Put every line of all the items below into a JSON list of strings, with one string per line and blank lines left out.
┌─ Entries
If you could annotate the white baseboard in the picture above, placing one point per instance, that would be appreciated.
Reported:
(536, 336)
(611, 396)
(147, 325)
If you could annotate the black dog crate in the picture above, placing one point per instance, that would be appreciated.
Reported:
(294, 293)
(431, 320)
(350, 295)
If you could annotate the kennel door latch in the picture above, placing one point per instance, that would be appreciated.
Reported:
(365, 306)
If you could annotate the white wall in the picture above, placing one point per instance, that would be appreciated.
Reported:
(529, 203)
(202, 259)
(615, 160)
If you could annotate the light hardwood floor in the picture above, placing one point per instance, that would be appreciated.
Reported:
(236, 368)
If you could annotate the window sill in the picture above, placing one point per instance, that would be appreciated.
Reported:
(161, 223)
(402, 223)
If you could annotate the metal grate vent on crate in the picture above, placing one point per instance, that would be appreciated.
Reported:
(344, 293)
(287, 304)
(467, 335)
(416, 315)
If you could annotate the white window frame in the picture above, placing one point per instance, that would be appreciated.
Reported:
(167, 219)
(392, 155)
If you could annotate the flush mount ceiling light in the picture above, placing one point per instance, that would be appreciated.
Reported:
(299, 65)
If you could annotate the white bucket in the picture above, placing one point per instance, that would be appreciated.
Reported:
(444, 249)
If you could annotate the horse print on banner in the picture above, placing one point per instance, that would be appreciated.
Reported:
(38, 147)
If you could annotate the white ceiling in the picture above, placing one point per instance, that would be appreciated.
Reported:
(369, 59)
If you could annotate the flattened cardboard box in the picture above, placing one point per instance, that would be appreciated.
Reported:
└─
#### Worked solution:
[
  "If you could annotate the white baseboard in the picture above, placing one point per instance, that would be appreciated.",
  "Reported:",
  "(536, 336)",
  "(611, 396)",
  "(147, 325)",
  "If you could annotate the black dog crate in the picture above, placing one point per instance, that would be appreciated.",
  "Reported:",
  "(294, 293)",
  "(431, 320)",
  "(350, 295)",
  "If you could annotate the kennel door latch in the picture above, placing one point per instance, that would be appreciated.",
  "Reported:",
  "(365, 306)",
  "If you could annotate the white wall in the picture above, placing one point per instance, that would be appreciated.",
  "Reported:",
  "(529, 203)",
  "(202, 259)",
  "(615, 160)",
  "If you could annotate the light hardwood floor in the picture above, placing one point per instance, that would be appreciated.",
  "Reported:",
  "(236, 368)",
  "If you could annotate the window sill in the picture above, placing one point per instance, that would be appreciated.",
  "Reported:",
  "(161, 223)",
  "(402, 223)",
  "If you could annotate the metal grate vent on crate in the picture above, placing one point per instance, that would be appreciated.",
  "Reported:",
  "(344, 293)",
  "(287, 304)",
  "(467, 335)",
  "(416, 315)",
  "If you could annotate the white window frame in the picture above, placing one point per instance, that would be appreciated.",
  "Reported:",
  "(167, 219)",
  "(392, 155)",
  "If you could annotate the flush mount ceiling light in the picture above, placing one point per instance, that would be appreciated.",
  "Reported:",
  "(299, 65)",
  "If you could annotate the white bucket in the picture above, placing one point per instance, that would be appreciated.",
  "Reported:",
  "(444, 249)",
  "If you could annotate the horse print on banner in the picture above, placing one point per instance, that would be appreciated.",
  "Reported:",
  "(38, 147)",
  "If you could annotate the white ceiling in the picture above, placing one point per instance, that would be appreciated.",
  "Reported:",
  "(369, 59)",
  "If you could annotate the flattened cardboard box in the picture above, placing one point per instance, that would be appreciated.",
  "Reported:"
]